Tentukan apakah setiap pernyataan berikut sesuai dengan kutipan tentang zona ekonomi eksklusif di bawah, lalu jawab ya atau tidak disertai kutipan kata-kata penentunya dari teks. 1. Hak dan kewajiban negara lain di zona ekonomi eksklusif diatur oleh Pasal 58 Konvensi Hukum Laut 1982. 2. Hanya negara pantai yang mempunyai hak kebebasan pelayaran di zona ekonomi eksklusif Indonesia. 3. Negara lain tidak wajib menghormati peraturan perundang-undangan Indonesia saat melaksanakan hak dan kebebasannya.

#### Kutipan Teks

Hak dan kewajiban negara lain di zona ekonomi eksklusif diatur oleh Pasal 58 Konvensi Hukum Laut 1982, yaitu sebagai berikut :
- Di zona ekonomi eksklusif Indonesia, semua Negara baik Negara pantai maupun tidak berpantai mempunyai hak kebebasan pelayaran dan penerbangan, kebebasan memasang kabel dan pipa bawah laut dan penggunaan sah lainnya menurut hukum internasional dan Konvensi Hukum Laut 1982. Dalam melaksanakan hak-hak dan kebebasan tersebut, Negara lain harus menghormati peraturan perundang-undangan Indonesia sebagai negara pantai yang mempunyai zona ekonomi eksklusif tersebut.

########
#### Materi yang Disediakan

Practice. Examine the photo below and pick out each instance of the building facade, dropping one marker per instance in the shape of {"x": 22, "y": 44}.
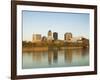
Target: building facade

########

- [Jawaban Latihan]:
1. Ya: "Hak dan kewajiban negara lain di zona ekonomi eksklusif diatur oleh Pasal 58 Konvensi Hukum Laut 1982"
2. Tidak: "semua Negara baik Negara pantai maupun tidak berpantai mempunyai hak kebebasan pelayaran dan penerbangan"
3. Tidak: "Negara lain harus menghormati peraturan perundang-undangan Indonesia"